Foto: AFP via Getty Images
Cina baru-baru ini membuat terobosan besar di bidang kecerdasan buatan (AI) dengan peluncuran Manus, yang diklaim sebagai "agen AI otonom penuh" pertama di dunia, yang mampu melakukan tugas kompleks seperti memesan liburan, membeli properti, atau membuat podcast tanpa bimbingan manusia.
Yichao Ji, pemimpin pengembangan Manus, menjelaskan bahwa inovasi ini menandai evolusi berikutnya dalam kecerdasan buatan dan memberi "sebuah sudut pandang" ke arah kecerdasan umum buatan (AGI): AI yang setara atau bahkan melampaui kecerdasan manusia.
"Ini bukan sekadar chatbot atau alur kerja, tetapi agen otonom sejati yang menjembatani kesenjangan antara konsep dan eksekusi," katanya dalam video yang mendemonstrasikan kemampuan AI ini.
Hype yang mengelilingi Manus tidak jauh berbeda dengan saat peluncuran ChatGPT oleh OpenAI yang menjadi aplikasi dengan pertumbuhan tercepat dalam sejarah pada November 2022. Seolanjutnya, banyak pihak dalam industri AI mulai percaya bahwa AGI mungkin lebih dekat dari yang diperkirakan sebelumnya.
- - - -
■ BUTIR TUGAS 1 ■
Sebutkan semua contoh tugas kompleks yang menurut artikel tentang Manus mampu dikerjakan Manus tanpa bimbingan manusia.
■ BUTIR TUGAS 2 ■
Salin tanpa perubahan bagian artikel tentang Manus mulai dari "Yichao Ji, pemimpin" hingga "yang diperkirakan sebelumnya.".
■ BUTIR TUGAS 3 ■
Teruskan artikel tentang Manus dengan menulis bagian berikutnya setelah kalimat terakhirnya.
Baris-baris berikut sama sekali tidak berperan di sini.
- - - -
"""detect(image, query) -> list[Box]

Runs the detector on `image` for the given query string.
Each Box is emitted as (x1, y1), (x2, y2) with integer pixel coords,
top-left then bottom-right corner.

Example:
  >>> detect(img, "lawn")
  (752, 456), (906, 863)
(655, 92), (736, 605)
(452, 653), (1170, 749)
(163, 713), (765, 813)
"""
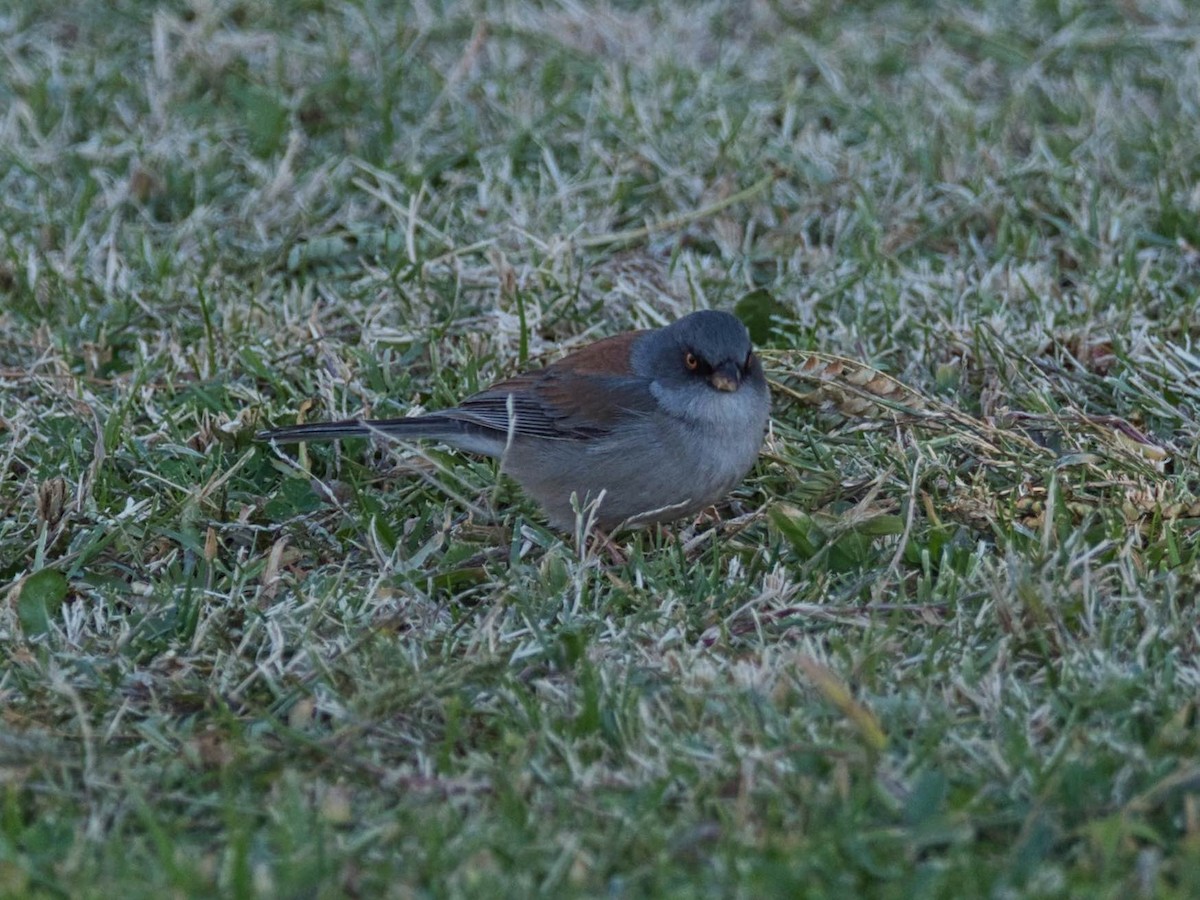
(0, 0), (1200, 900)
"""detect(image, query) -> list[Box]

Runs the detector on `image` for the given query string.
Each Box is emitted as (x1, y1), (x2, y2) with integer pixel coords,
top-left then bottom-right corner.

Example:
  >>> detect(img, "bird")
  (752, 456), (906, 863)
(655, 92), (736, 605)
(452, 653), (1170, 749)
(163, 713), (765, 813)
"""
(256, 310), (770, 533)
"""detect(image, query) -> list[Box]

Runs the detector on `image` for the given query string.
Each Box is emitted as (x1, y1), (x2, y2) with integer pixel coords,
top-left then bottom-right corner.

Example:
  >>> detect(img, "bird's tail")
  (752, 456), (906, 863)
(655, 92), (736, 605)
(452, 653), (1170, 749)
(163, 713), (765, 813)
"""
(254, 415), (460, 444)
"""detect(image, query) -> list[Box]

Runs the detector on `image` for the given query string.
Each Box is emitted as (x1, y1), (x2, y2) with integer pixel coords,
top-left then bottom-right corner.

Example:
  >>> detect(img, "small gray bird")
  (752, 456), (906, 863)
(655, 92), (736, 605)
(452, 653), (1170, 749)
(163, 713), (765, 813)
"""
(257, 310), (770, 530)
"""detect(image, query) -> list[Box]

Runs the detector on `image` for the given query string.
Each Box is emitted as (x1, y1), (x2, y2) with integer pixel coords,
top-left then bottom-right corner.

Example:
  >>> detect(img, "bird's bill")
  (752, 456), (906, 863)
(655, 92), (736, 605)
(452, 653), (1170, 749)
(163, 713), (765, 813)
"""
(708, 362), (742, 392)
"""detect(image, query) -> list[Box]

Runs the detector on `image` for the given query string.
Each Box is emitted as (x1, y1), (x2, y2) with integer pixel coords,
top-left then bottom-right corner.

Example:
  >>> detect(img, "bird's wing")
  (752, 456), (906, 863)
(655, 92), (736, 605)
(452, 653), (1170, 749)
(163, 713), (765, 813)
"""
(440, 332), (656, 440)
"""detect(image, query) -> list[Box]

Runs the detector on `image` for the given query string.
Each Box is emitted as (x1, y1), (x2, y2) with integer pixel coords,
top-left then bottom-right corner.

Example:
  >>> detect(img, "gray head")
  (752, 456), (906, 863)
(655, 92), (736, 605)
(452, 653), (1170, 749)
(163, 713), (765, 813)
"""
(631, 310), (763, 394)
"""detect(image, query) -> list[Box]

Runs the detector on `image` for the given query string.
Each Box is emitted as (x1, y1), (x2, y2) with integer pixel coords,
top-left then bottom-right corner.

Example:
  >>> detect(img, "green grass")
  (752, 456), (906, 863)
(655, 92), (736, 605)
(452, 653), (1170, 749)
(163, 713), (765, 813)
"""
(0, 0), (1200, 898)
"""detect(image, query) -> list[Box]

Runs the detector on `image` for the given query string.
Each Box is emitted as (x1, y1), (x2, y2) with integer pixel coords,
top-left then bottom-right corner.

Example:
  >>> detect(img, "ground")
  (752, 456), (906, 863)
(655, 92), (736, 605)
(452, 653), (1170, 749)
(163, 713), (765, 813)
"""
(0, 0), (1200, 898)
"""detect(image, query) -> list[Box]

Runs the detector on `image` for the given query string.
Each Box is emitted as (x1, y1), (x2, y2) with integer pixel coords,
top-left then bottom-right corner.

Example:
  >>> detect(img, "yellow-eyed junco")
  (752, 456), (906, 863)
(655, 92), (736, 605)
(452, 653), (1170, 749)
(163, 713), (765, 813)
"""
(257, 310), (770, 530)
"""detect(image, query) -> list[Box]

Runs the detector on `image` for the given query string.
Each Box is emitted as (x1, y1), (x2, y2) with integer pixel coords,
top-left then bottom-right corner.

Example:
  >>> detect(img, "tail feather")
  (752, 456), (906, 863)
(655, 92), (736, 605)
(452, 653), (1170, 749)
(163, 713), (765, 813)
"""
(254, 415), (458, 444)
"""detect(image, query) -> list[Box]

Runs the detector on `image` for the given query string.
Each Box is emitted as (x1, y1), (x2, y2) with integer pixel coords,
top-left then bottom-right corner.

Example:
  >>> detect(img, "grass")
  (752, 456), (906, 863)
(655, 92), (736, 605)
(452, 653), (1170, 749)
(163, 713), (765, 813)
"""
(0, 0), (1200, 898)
- - - -
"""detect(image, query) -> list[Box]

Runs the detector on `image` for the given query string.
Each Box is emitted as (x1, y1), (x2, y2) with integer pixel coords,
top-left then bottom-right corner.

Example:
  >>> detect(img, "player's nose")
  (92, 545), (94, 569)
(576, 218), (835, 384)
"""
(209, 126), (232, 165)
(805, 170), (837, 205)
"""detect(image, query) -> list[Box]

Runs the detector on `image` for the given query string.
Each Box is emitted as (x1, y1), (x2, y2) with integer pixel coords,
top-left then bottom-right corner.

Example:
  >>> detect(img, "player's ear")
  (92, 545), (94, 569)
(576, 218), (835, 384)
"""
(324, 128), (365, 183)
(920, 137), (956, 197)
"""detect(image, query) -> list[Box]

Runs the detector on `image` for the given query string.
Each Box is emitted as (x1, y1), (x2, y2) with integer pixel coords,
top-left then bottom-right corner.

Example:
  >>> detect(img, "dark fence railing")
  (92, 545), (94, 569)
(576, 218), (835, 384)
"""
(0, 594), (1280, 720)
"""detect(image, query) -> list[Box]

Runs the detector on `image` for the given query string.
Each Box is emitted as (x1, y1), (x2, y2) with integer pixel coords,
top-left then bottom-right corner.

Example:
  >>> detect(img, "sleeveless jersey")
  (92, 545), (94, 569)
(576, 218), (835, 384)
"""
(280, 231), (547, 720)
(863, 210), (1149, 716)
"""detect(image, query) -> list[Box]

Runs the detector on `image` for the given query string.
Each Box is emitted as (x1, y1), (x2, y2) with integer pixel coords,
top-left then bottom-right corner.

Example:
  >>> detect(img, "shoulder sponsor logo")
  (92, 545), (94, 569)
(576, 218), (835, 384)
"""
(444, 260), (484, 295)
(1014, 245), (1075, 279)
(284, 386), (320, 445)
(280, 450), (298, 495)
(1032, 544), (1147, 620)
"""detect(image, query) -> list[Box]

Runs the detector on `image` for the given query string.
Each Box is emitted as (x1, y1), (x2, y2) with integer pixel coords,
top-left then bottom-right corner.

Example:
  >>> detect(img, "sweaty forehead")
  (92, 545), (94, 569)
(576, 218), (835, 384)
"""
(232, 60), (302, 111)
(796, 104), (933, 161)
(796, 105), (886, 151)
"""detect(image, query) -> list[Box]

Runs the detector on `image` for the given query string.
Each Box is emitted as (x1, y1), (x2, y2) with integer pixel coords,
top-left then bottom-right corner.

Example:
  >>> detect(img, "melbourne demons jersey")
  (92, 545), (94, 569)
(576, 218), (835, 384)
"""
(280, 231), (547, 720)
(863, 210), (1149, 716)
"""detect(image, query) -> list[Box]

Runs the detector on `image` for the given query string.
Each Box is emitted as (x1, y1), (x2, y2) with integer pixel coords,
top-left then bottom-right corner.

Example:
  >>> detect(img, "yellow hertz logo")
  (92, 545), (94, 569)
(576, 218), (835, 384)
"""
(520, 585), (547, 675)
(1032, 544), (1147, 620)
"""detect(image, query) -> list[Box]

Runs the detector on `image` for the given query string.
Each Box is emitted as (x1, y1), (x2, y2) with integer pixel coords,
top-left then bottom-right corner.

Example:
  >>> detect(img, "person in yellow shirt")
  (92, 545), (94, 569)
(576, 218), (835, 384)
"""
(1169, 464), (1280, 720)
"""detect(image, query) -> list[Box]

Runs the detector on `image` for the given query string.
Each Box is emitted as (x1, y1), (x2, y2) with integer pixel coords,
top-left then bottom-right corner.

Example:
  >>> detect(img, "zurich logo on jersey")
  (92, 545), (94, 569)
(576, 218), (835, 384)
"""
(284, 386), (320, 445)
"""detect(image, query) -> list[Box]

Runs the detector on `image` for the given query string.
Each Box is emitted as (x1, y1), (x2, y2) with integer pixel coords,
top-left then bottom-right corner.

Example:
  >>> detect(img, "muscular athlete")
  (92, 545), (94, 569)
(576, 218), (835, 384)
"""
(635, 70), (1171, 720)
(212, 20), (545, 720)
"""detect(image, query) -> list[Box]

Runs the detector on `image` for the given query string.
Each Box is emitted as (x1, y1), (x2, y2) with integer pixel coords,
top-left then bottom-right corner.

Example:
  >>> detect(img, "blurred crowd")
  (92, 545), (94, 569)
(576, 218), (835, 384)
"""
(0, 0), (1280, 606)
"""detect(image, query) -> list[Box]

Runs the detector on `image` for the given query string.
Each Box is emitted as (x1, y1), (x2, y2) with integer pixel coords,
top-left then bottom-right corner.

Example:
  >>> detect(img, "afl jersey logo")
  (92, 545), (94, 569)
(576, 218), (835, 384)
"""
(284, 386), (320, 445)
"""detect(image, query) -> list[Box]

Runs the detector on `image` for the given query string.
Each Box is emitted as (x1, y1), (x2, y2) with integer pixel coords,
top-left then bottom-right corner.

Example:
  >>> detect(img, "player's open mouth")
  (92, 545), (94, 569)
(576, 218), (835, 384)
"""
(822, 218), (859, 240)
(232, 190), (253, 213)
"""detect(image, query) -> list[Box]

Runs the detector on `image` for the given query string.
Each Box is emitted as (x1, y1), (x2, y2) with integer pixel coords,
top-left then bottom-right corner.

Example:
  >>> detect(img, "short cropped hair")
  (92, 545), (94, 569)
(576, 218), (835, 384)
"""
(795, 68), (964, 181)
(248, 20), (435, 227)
- - - -
■ HASIL 1 ■
memesan liburan, membeli properti, membuat podcast

■ HASIL 2 ■
Yichao Ji, pemimpin pengembangan Manus, menjelaskan bahwa inovasi ini menandai evolusi berikutnya dalam kecerdasan buatan dan memberi "sebuah sudut pandang" ke arah kecerdasan umum buatan (AGI): AI yang setara atau bahkan melampaui kecerdasan manusia.
"Ini bukan sekadar chatbot atau alur kerja, tetapi agen otonom sejati yang menjembatani kesenjangan antara konsep dan eksekusi," katanya dalam video yang mendemonstrasikan kemampuan AI ini.
Hype yang mengelilingi Manus tidak jauh berbeda dengan saat peluncuran ChatGPT oleh OpenAI yang menjadi aplikasi dengan pertumbuhan tercepat dalam sejarah pada November 2022. Seolanjutnya, banyak pihak dalam industri AI mulai percaya bahwa AGI mungkin lebih dekat dari yang diperkirakan sebelumnya.

■ HASIL 3 ■
Sam Altman, CEO OpenAI, baru-baru ini menegaskan bahwa AGI "sedang masuk dalam jangkauan", yang ia sebut sebagai momen penting dalam sejarah manusia. Dario Amodei, CEO Anthropic, memprediksi bahwa AGI dapat muncul secepat tahun 2026, dengan pencapaian AI yang bisa mengungguli kecerdasan pemenang Nobel.
Namun, meski Manus memiliki banyak kemampuan yang mengesankan, pengguna awal mengamati beberapa kesalahan yang mudah dikenali. Contohnya, dalam analisis pasar konsol gaming, Manus hanya mencakup laporan untuk Sony Playstation dan Microsoft Xbox, tanpa menyertakan Nintendo Switch.
Menanggapi temuan ini, sebuah pernyataan dari Manus mengatakan bahwa mereka tengah dalam tahap uji coba tertutup untuk mengidentifikasi dan memperbaiki masalah yang ada.
"Kami sangat menghargai wawasan berharga yang dibagikan oleh semua orang," tambah juru bicara Manus.
Sementara Manus sedang dalam pengujian lebih lanjut, beberapa ahli memperingatkan bahwa agen AI seperti Manus tidak boleh diberikan otonomi penuh atas tugas-tugas penting tanpa pengawasan yang tepat.
Mel Morris, CEO dari Corpora.ai, mengekspresikan keprihatinan bahwa "Jika diberikan otonomi atas tugas yang sangat berisiko—seperti membeli dan menjual saham—kesalahan semacam itu dapat menyebabkan kekacauan."
Morris menekankan perlunya "pengawasan, instrumentasi, dan monitoring yang kritis" untuk memastikan bahwa keterlibatan AI dalam pengambilan keputusan tidak menimbulkan risiko bagi masyarakat.